Work to complete
All lines holding the word "pale" should be located in the records and copied.
*** Begin section ***
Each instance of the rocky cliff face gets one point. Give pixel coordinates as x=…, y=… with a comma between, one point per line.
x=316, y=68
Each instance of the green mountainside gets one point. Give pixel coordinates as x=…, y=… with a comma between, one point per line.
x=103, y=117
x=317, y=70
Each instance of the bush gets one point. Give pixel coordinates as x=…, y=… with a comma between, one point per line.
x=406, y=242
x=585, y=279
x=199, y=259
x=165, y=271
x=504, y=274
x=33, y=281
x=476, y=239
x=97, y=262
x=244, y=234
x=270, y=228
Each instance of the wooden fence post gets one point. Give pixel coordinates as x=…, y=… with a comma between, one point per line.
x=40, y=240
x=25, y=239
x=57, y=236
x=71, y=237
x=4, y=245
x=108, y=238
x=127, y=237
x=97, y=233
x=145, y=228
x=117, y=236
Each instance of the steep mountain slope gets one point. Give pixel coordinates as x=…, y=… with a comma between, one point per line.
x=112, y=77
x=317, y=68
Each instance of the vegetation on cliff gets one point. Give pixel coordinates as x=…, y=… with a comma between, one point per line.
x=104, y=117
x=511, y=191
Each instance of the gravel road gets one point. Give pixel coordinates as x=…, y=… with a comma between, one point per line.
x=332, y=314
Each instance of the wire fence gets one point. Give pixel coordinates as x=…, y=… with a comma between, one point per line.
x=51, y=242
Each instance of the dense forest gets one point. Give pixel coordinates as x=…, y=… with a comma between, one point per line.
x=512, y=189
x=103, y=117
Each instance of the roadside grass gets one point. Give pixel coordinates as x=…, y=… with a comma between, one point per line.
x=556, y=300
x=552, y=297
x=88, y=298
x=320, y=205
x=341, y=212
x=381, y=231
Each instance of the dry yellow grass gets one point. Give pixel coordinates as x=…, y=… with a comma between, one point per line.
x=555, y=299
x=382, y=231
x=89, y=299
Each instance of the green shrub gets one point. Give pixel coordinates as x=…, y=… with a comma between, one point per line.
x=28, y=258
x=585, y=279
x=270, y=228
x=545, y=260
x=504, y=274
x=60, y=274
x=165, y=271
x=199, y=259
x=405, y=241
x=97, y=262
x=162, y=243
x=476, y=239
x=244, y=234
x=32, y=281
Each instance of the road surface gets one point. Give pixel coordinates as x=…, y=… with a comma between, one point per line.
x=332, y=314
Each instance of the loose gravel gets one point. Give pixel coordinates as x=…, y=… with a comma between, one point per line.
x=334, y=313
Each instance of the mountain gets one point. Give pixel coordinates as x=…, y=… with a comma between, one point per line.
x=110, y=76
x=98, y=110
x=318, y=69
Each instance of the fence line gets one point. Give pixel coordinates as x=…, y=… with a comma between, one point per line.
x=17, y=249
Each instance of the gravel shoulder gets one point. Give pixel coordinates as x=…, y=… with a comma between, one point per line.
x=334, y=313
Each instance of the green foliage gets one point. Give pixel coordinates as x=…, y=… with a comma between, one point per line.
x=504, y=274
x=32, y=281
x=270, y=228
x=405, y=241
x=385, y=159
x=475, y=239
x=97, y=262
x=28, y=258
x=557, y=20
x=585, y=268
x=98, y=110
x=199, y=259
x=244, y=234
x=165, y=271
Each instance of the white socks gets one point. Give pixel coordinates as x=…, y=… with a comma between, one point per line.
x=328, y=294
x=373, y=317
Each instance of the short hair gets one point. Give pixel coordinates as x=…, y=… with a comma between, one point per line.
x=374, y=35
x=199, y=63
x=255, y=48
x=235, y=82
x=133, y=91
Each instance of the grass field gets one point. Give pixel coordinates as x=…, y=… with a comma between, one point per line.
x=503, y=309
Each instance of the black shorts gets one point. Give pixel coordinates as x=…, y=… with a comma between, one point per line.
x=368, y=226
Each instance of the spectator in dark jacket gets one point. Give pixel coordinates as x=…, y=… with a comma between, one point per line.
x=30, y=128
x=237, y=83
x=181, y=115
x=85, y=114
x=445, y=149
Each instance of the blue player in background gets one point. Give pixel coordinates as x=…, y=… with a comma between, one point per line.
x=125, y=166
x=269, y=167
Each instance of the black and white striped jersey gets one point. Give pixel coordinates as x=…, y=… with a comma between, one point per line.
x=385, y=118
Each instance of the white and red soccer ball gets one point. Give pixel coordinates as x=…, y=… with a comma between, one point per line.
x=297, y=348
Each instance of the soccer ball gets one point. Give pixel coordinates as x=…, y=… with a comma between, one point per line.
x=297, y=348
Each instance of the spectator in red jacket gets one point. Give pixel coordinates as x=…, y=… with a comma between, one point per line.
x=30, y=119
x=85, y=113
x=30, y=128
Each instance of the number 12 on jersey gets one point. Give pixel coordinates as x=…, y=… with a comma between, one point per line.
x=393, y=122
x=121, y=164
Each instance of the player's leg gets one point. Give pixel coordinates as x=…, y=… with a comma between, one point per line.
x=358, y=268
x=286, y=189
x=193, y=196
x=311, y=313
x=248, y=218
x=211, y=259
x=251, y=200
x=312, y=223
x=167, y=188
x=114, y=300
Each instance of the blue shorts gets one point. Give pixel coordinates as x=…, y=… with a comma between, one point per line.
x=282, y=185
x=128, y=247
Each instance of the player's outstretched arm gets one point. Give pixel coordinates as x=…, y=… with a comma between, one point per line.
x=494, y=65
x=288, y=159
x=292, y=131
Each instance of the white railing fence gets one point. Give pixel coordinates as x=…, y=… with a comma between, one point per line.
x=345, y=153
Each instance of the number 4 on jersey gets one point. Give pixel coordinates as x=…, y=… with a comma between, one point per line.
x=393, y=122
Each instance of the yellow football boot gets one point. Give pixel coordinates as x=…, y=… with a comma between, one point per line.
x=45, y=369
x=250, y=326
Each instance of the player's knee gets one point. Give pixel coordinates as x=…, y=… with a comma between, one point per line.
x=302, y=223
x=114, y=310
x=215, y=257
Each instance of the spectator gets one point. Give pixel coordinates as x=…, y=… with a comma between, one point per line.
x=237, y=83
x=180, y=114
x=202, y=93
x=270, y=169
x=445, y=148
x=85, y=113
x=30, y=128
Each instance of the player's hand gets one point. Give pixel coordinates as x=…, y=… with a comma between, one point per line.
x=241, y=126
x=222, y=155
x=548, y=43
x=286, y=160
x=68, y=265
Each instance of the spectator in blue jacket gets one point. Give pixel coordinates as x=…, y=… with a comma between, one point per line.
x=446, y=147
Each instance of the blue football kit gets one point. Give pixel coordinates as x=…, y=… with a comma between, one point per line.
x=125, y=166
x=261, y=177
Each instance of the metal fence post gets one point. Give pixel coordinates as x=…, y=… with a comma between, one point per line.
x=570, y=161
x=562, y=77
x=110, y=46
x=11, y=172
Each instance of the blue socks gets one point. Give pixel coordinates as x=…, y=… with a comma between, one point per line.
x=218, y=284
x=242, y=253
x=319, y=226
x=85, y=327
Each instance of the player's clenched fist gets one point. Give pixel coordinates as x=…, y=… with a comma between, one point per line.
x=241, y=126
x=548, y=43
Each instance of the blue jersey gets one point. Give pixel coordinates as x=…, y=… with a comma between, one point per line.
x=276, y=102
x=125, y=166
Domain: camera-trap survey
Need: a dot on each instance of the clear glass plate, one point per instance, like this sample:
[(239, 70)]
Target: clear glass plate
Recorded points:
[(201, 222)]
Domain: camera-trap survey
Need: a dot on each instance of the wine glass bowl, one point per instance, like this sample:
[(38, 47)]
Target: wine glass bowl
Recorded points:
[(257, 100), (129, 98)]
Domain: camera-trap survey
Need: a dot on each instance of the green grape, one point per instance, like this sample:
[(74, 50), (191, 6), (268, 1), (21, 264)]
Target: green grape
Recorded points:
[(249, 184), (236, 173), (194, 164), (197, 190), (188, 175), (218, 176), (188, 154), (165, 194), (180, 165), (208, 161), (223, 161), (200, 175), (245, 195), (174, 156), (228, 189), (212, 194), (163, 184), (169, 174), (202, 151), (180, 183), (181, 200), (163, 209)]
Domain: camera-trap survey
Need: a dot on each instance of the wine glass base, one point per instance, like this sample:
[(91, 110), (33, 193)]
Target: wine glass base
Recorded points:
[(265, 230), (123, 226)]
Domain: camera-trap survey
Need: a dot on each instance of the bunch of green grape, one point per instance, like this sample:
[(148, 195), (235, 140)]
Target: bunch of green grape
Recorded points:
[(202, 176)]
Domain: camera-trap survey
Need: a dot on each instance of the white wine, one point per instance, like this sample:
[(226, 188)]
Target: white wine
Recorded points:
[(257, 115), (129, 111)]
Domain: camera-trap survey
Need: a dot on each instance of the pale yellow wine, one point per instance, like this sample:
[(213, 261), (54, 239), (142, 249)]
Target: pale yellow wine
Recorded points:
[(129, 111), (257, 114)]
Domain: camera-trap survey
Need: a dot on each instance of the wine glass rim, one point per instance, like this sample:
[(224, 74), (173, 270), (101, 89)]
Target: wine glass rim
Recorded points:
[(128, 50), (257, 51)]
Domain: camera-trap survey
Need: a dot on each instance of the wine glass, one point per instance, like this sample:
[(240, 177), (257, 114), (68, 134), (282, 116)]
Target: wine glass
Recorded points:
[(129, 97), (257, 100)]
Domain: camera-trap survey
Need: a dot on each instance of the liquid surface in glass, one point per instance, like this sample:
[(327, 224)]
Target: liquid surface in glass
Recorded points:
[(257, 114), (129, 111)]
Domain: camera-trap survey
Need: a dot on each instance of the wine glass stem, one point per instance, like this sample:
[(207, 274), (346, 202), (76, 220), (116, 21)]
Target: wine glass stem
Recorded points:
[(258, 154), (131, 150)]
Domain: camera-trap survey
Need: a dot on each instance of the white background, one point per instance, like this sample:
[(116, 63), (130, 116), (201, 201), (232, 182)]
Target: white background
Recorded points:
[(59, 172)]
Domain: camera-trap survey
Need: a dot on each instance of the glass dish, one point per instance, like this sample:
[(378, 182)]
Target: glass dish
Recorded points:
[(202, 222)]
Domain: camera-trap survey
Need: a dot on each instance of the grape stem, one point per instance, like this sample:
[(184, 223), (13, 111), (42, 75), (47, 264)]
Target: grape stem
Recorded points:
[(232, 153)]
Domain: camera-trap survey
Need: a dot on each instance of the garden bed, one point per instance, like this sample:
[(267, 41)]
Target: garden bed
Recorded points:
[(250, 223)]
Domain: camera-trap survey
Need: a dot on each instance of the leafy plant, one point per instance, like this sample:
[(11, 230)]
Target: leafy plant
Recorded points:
*** End section ***
Reply
Need: a dot on each instance of the pale yellow wine, one point per instance, like this sample:
Target: pale yellow wine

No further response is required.